(Natural-language object grounding data)
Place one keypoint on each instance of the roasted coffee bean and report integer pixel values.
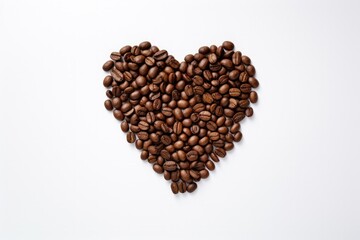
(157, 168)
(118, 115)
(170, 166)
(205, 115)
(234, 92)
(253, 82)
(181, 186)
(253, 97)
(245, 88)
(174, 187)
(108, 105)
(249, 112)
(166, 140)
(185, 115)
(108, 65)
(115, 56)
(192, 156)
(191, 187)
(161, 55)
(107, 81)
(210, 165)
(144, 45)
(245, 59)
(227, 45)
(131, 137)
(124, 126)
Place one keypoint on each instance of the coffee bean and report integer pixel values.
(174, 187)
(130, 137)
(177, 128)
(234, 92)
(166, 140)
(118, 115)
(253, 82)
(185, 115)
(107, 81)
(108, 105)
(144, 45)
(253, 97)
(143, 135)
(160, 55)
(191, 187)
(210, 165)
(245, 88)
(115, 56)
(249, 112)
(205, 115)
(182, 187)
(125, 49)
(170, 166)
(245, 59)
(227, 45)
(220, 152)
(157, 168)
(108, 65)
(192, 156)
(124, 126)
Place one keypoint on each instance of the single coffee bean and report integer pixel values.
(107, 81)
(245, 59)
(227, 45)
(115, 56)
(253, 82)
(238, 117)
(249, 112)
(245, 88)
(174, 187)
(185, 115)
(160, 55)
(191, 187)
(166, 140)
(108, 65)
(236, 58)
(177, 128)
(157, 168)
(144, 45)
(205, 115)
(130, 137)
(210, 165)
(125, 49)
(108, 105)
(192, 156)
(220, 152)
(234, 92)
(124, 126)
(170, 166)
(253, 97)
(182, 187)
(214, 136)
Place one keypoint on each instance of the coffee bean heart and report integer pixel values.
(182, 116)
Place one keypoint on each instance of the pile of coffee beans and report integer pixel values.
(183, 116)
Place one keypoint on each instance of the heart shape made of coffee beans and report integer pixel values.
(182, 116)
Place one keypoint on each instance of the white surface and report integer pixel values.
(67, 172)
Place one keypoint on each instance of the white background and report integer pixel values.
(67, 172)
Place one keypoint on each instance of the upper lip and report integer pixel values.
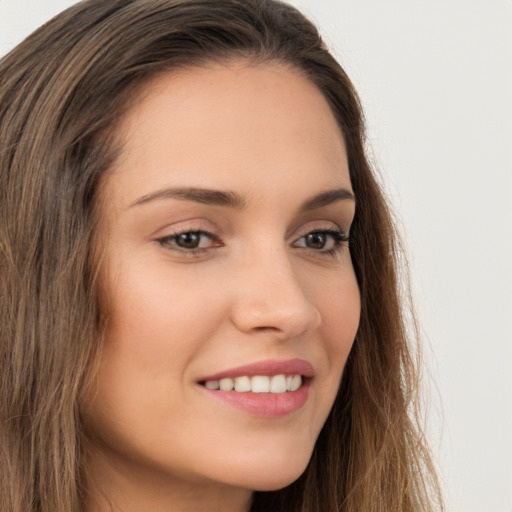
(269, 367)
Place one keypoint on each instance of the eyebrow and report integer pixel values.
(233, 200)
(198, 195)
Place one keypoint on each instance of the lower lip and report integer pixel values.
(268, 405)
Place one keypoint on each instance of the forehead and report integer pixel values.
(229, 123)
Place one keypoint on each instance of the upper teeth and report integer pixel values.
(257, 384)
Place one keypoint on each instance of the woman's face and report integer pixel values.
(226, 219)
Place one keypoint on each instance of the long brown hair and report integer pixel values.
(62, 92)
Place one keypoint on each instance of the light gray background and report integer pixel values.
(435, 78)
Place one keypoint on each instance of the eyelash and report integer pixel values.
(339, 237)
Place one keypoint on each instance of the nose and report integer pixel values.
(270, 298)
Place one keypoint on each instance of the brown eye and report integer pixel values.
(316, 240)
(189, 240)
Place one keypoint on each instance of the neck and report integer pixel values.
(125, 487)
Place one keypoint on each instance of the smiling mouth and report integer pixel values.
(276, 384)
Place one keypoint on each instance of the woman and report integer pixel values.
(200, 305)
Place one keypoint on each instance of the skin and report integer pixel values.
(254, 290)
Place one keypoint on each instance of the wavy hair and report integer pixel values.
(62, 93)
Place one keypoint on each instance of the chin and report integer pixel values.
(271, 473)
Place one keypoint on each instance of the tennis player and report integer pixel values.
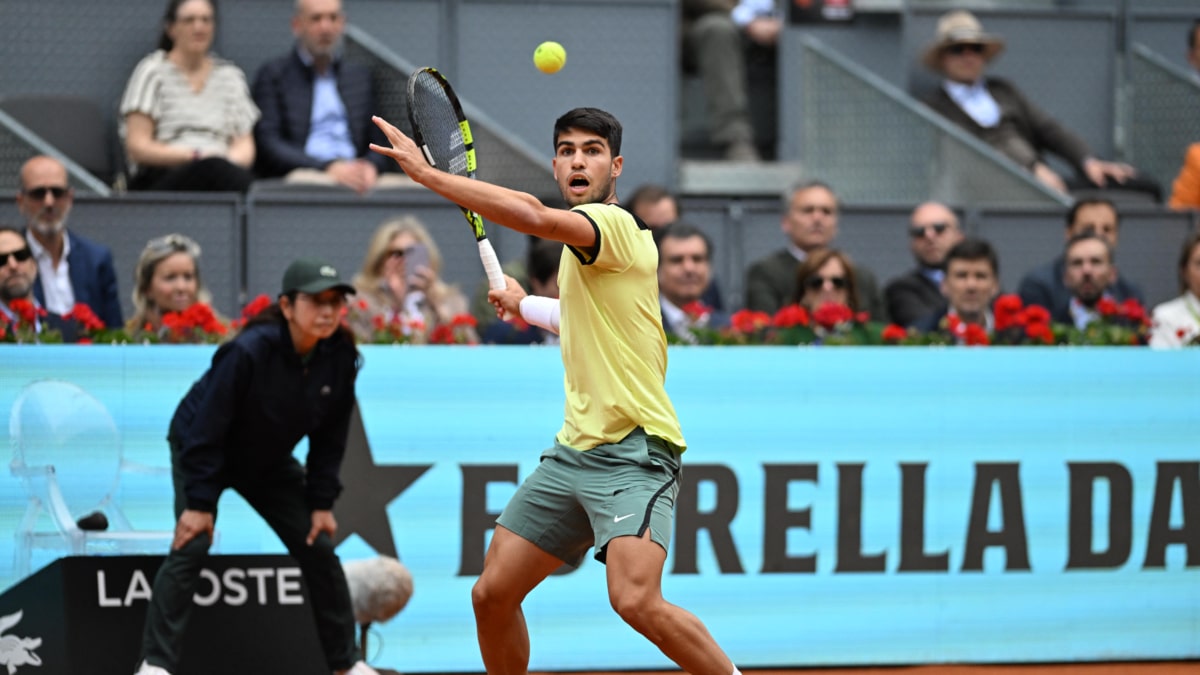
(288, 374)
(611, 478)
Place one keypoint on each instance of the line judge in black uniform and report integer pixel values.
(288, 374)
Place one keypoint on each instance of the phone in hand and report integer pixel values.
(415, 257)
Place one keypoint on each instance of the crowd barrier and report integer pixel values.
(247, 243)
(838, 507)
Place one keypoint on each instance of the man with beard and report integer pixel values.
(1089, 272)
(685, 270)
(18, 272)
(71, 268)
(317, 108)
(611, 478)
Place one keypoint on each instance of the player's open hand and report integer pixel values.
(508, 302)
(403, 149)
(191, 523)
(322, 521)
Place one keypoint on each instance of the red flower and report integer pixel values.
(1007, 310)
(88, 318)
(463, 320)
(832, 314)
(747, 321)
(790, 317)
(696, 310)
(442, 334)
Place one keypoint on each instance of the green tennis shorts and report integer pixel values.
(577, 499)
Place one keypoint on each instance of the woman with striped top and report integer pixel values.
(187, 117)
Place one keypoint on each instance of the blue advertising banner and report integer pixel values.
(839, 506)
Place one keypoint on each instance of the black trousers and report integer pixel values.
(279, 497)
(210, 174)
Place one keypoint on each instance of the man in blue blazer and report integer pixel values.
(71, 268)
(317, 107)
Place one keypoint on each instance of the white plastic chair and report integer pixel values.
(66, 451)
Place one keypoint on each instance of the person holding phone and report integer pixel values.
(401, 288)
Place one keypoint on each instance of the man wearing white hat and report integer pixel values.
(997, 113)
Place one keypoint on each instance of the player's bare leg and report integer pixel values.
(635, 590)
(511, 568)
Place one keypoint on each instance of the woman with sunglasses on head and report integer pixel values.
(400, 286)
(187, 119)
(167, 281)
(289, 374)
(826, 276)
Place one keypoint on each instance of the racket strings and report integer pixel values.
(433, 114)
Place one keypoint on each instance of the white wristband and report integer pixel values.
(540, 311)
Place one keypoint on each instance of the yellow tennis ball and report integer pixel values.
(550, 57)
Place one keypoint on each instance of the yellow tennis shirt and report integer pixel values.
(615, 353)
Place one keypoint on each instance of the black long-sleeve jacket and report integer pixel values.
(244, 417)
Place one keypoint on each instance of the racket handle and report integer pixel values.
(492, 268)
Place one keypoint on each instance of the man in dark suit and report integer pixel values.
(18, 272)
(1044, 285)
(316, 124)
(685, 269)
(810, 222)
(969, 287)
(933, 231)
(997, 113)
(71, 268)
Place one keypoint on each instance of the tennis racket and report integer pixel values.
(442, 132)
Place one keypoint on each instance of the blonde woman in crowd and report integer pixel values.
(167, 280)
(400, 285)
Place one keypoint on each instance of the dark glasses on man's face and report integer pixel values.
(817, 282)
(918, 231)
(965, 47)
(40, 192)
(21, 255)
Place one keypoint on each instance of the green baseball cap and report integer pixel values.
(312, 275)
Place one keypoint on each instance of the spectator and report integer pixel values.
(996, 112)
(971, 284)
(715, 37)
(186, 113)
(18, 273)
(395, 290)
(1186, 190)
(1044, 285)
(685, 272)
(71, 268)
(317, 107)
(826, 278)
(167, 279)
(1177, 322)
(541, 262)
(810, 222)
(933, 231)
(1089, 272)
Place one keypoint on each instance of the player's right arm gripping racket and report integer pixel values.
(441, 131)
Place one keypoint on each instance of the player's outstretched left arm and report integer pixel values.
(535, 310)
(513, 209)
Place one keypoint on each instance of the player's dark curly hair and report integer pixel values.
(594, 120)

**Task statement**: Transcribe all the data word for word; the images stay out.

**Expected output**:
Place one keypoint on each instance of the roasted coffee bean and report integer pixel values.
(157, 168)
(118, 115)
(170, 166)
(205, 115)
(234, 92)
(253, 82)
(181, 186)
(253, 97)
(245, 88)
(174, 187)
(108, 105)
(249, 112)
(166, 140)
(185, 115)
(108, 65)
(115, 56)
(192, 156)
(191, 187)
(161, 55)
(107, 81)
(210, 165)
(144, 45)
(245, 59)
(227, 45)
(131, 137)
(124, 126)
Place one keypoint on each instance of the coffee bean and report integer pixel values.
(174, 187)
(130, 137)
(177, 128)
(234, 92)
(166, 140)
(118, 115)
(253, 82)
(185, 115)
(107, 81)
(108, 105)
(144, 45)
(253, 97)
(143, 135)
(160, 55)
(191, 187)
(210, 165)
(245, 88)
(115, 56)
(249, 112)
(205, 115)
(182, 187)
(125, 49)
(170, 166)
(245, 59)
(227, 45)
(220, 152)
(157, 168)
(108, 65)
(192, 156)
(124, 126)
Place one keypoint on each instance of the single coffee bean and report integer pixel values.
(107, 81)
(245, 59)
(227, 45)
(115, 56)
(253, 82)
(238, 117)
(249, 112)
(245, 88)
(174, 187)
(185, 115)
(160, 55)
(191, 187)
(166, 140)
(108, 65)
(236, 58)
(177, 128)
(157, 168)
(144, 45)
(205, 115)
(130, 137)
(210, 165)
(125, 49)
(108, 105)
(192, 156)
(220, 152)
(234, 92)
(124, 126)
(170, 166)
(253, 97)
(182, 187)
(214, 136)
Place one keypoint on each instance of the coffee bean heart and report integer pixel values.
(182, 116)
Place one keypoint on each instance of the pile of coffee beans and report integer pixel values.
(183, 116)
Place one keypoint on each instance of the heart shape made of coffee beans and report integer pixel values.
(182, 116)
Place one keypoint on each instance of the white surface and report integer pixel values.
(67, 172)
Place one keypoint on each instance of the white background and report integer pixel values.
(67, 172)
Place one keypoint on each instance of the upper lip and report integer pixel values.
(269, 367)
Place one keypoint on each instance of the eyebrow and report integer pixel values.
(233, 200)
(198, 195)
Place one keypoint on each instance of the lower lip and report integer pixel values.
(268, 405)
Place one keypoint on each instance of the forehead and report integer pixel values.
(229, 123)
Place one keypoint on each instance of the upper teeth and report integer pixel values.
(257, 384)
Place one keypoint on each instance of the woman's face and report integer pixel values.
(226, 219)
Place one keypoint on each instance of the long brown hair and report integer pixel values.
(62, 92)
Place one keypoint on each instance of the light gray background and report integer pixel values.
(435, 78)
Place one keypoint on each instance of the eyelash and report integer pixel values.
(339, 237)
Place one keypoint on each instance of the nose and report integer pixel values.
(270, 298)
Place one keypoint on each instance of the brown eye and report integer pixel values.
(316, 240)
(189, 240)
Place one keypoint on each instance of the neck and report integer pixel values.
(125, 487)
Place one keypoint on each instance of the smiling mouth and report integer pixel values.
(276, 384)
Place one keypoint on each instance of the woman and report integer pixel values.
(200, 305)
Place one keypoint on each instance of the skin and report integer pixel values.
(254, 290)
Place one keypoint on each instance of the wavy hair and report integer pixel values.
(62, 93)
Place one keypoint on each instance of the chin and report integer pixel values.
(271, 473)
Place one keypoint on each instance of the tennis player and report integer pixel values.
(288, 374)
(611, 478)
Place one keypoint on each instance of the line judge in black uniform and report integer pixel values.
(288, 374)
Place one keypoint on each instance of the phone in hand and report integer pixel values.
(415, 257)
Place one keypoint on each instance of the crowd barrier and report integer pixel values.
(247, 243)
(838, 507)
Place one keypoint on each instance of the man with beard and report integer pixel values.
(1089, 272)
(685, 270)
(18, 272)
(71, 268)
(317, 108)
(611, 478)
Place one keypoint on each instance of the player's open hand and report integer pixel values.
(508, 302)
(403, 149)
(191, 523)
(322, 521)
Place one keypoint on each instance of the red flower and report integer pixel values.
(1007, 310)
(88, 318)
(463, 320)
(832, 314)
(747, 321)
(790, 317)
(696, 310)
(442, 334)
Place one keypoint on each instance of the green tennis shorts and report integer pixel values.
(577, 499)
Place one keypoint on each instance of the woman with striped top and report integer pixel values.
(187, 117)
Place one keypoint on each instance of the blue advertising banner and report integer pixel values.
(839, 506)
Place one keypoint on each instance of the black trousers and report integer pixel values.
(279, 497)
(210, 174)
Place one keypoint on each instance of the man in blue blazer and report integer pixel values.
(71, 268)
(317, 107)
Place one keypoint on each instance of the white plastic chair and report integer pixel values.
(66, 451)
Place one keypoint on each instance of the person holding phone and report integer pixel values.
(401, 288)
Place one keypoint on each instance of the man wearing white hat and report integer pixel values.
(997, 113)
Place one keypoint on each instance of the player's bare leg and report integer pixel values.
(635, 590)
(511, 568)
Place one keypoint on each instance of the woman with sunglasses on head and report integer pixel values.
(400, 286)
(187, 119)
(167, 281)
(289, 374)
(826, 276)
Place one keypoint on each instance of the racket strings and report integer pixel values.
(433, 114)
Place one keypoint on each instance of the white wristband and report integer pixel values.
(540, 311)
Place one keypoint on each instance of the yellow tennis ball and report integer pixel values.
(550, 57)
Place one keypoint on each instance of the yellow tennis shirt and report integer pixel values.
(615, 353)
Place one keypoint on each instance of the black long-sleeve jacket and report integer pixel values.
(244, 417)
Place one keypoint on each instance of the racket handle and report integer pixel values.
(492, 268)
Place one keypoint on each instance of the man in dark suit and report integer pixel values.
(18, 272)
(1044, 285)
(316, 124)
(685, 269)
(810, 222)
(969, 287)
(933, 231)
(997, 113)
(71, 268)
Place one keypoint on each instance of the tennis racket and report integer pixel values.
(442, 132)
Place one keypoint on each instance of the blonde woman in crowd and report integer pixel values.
(167, 280)
(400, 285)
Place one keypoint on each instance of the dark glasses on man's face and report integer pixel values.
(817, 282)
(918, 231)
(965, 47)
(40, 192)
(21, 255)
Place one keypoint on each instance of the green baseball cap and report integer pixel values.
(312, 275)
Place one keypoint on each instance of the spectator and report integer pixel values.
(996, 112)
(971, 284)
(715, 37)
(186, 113)
(18, 273)
(395, 290)
(1186, 190)
(1044, 285)
(685, 272)
(71, 268)
(317, 107)
(826, 278)
(167, 279)
(1177, 322)
(541, 262)
(810, 222)
(933, 231)
(1089, 272)
Place one keypoint on each instance of the player's right arm gripping racket and report integer pixel values.
(441, 131)
Place one keypoint on each instance of the player's outstretched left arm and report integer pixel values.
(535, 310)
(513, 209)
Place one keypoint on each instance of the player's dark curly hair and report integer pixel values.
(594, 120)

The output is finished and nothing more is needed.